AUFGABE 1:
Wie lang ist laut dem Reisebericht über Maranjab der Weg von Kashan bis nach Maranjab?
AUFGABE 2:
Nenne alle geografischen Namen von Orten und Ländern, die im Reisebericht über Maranjab vorkommen.
AUFGABE 3:
Schreib bitte den Abschnitt des Reiseberichts über Maranjab ab, der zwischen „Nachdem ich mein“ und „Karawanserei zu kommen.“ liegt, beide Stellen eingeschlossen.

─── AUSGANGSTEXT

Maranjab. Seit ich das erste Mal hier war, geistert dieser Name nun schon in meinem Kopf herum und lässt mich gar nicht mehr los. Mitte September war das. Damals allerdings mit dem Auto. Aber schon damals schien mir die Strecke vom bequemen Beifahrersitz des Geländewagens aus eine ziemliche Herausforderung zu sein. Zumindest für jemanden, der hier ohne motorisierte Hilfe unterwegs ist. Mit knapp 40 Kilometern ist der Weg von Kashan bis nach Maranjab ja eigentlich gar nicht mal so lang. Aber es geht eben immer durch die Wüste und auch immer weiter in diese hinein. Auf unbefestigten Wegen, zum Teil durch knöcheltiefen Sand – und ohne eine Möglichkeit sich mit Wasser zu versorgen. Dazu ist es heiß und man ist hier auch relativ allein unterwegs. Ab und zu kommt zwar ein Auto vorbei, aber deren Anzahl ist doch eher überschaubar. In den letzten Tagen hab ich mich daher immer wieder gefragt, wie das wohl ist, die Strecke mit dem Rad zurückzulegen. Dass das machbar ist, hab ich ja an den zwei Radlern aus Jena gesehen. Und spätestens seit dem stand für mich fest, dass ich das auch probieren muss. Unbedingt. Daher konnte ich jetzt auch nicht einfach direkt nach Teheran zurückfahren sondern hab eben nochmal einen Zwischenstopp in Kashan eingelegt.
Den hiesigen Busbahnhof erreichen wir von Isfahan aus nach knapp drei Stunden. Spätestens beim Aussteigen fällt mir auf, was es doch ausmacht in einem klimatisierten Reisebus unterwegs zu sein. Anders als in Isfahan herrschen hier in Kashan nämlich noch hochsommerliche Temperaturen. Der Unterschied zum Businneren beträgt daher wenigstens 10°C und ist überdeutlich zu spüren. Augenblicklich fühl ich mich wieder wie in einem Backofen. Und dabei hatte ich mich schon gefreut, dass langsam mal der Herbst mit etwas angenehmeren Temperaturen Einzug hält. Ich glaub, seitdem ich Batumi in Georgien verlassen habe, gab es – außer jetzt in Isfahan – keinen einzigen Tag mehr, an dem die Temperaturen nicht auf Werte zwischen 30 und 35°C geklettert wären. Aber gut, es dauert hoffentlich nicht allzu lang, bis ich mich wieder an diese Hitze gewöhnt habe.
Nachdem ich mein Fahrrad aus dem Bus gehievt und das ganze Gepäck festgezurrt habe, mach ich mich auf dem Weg in die Stadt. Ich muss mich ja noch mit Proviant eindecken. Spätestens um 15:30 Uhr möchte ich dann Kashan hinter mir gelassen und den Wüstenrand erreicht haben. Dann hätt ich noch 3,5 Stunden Zeit bis die Sonne untergeht. Das sollte eigentlich reichen, um bis zur Karawanserei zu kommen.

──────
─── MATERIALAUSZUG

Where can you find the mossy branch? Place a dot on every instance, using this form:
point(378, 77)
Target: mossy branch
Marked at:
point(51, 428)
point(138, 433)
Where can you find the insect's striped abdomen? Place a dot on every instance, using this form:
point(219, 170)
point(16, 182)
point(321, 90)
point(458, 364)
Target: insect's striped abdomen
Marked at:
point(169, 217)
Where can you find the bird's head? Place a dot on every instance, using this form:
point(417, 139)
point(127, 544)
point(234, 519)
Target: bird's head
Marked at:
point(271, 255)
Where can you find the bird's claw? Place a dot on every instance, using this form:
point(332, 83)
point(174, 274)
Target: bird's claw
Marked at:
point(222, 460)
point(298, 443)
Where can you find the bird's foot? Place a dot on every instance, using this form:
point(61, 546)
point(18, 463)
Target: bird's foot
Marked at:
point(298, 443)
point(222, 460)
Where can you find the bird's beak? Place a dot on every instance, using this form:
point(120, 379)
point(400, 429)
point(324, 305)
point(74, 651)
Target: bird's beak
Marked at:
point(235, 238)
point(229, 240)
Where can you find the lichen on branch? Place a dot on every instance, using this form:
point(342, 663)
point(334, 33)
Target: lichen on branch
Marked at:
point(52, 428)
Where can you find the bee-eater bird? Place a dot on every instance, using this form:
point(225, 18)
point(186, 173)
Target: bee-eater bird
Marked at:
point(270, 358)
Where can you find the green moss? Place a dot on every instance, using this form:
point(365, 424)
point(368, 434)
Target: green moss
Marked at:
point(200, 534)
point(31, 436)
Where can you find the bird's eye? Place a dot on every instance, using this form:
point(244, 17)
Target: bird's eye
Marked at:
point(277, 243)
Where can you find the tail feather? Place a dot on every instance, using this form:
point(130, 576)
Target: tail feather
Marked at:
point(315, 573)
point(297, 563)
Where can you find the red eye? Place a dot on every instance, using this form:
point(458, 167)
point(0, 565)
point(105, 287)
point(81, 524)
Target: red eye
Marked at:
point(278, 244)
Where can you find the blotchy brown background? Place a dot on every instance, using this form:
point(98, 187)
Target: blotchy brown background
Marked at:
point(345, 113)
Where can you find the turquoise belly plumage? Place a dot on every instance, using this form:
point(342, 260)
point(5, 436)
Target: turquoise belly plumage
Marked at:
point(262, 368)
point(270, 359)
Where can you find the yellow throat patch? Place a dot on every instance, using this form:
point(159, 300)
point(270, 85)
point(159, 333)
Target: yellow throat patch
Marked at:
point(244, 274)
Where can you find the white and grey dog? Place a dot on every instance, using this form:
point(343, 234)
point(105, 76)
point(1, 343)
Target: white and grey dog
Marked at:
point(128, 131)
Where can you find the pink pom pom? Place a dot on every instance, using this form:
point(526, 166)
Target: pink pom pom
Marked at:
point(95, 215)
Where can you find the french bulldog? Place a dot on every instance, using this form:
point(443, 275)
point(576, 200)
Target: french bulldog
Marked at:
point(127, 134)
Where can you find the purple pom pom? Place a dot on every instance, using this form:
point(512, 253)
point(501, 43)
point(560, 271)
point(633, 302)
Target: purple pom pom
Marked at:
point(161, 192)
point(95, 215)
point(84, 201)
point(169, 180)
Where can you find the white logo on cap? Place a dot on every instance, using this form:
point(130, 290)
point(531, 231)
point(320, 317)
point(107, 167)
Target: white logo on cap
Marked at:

──────

RICHTIGE ANTWORT 1:
Knapp 40 Kilometer.

RICHTIGE ANTWORT 2:
Maranjab, Kashan, Teheran, Jena, Isfahan, Batumi, Georgien

RICHTIGE ANTWORT 3:
Nachdem ich mein Fahrrad aus dem Bus gehievt und das ganze Gepäck festgezurrt habe, mach ich mich auf dem Weg in die Stadt. Ich muss mich ja noch mit Proviant eindecken. Spätestens um 15:30 Uhr möchte ich dann Kashan hinter mir gelassen und den Wüstenrand erreicht haben. Dann hätt ich noch 3,5 Stunden Zeit bis die Sonne untergeht. Das sollte eigentlich reichen, um bis zur Karawanserei zu kommen.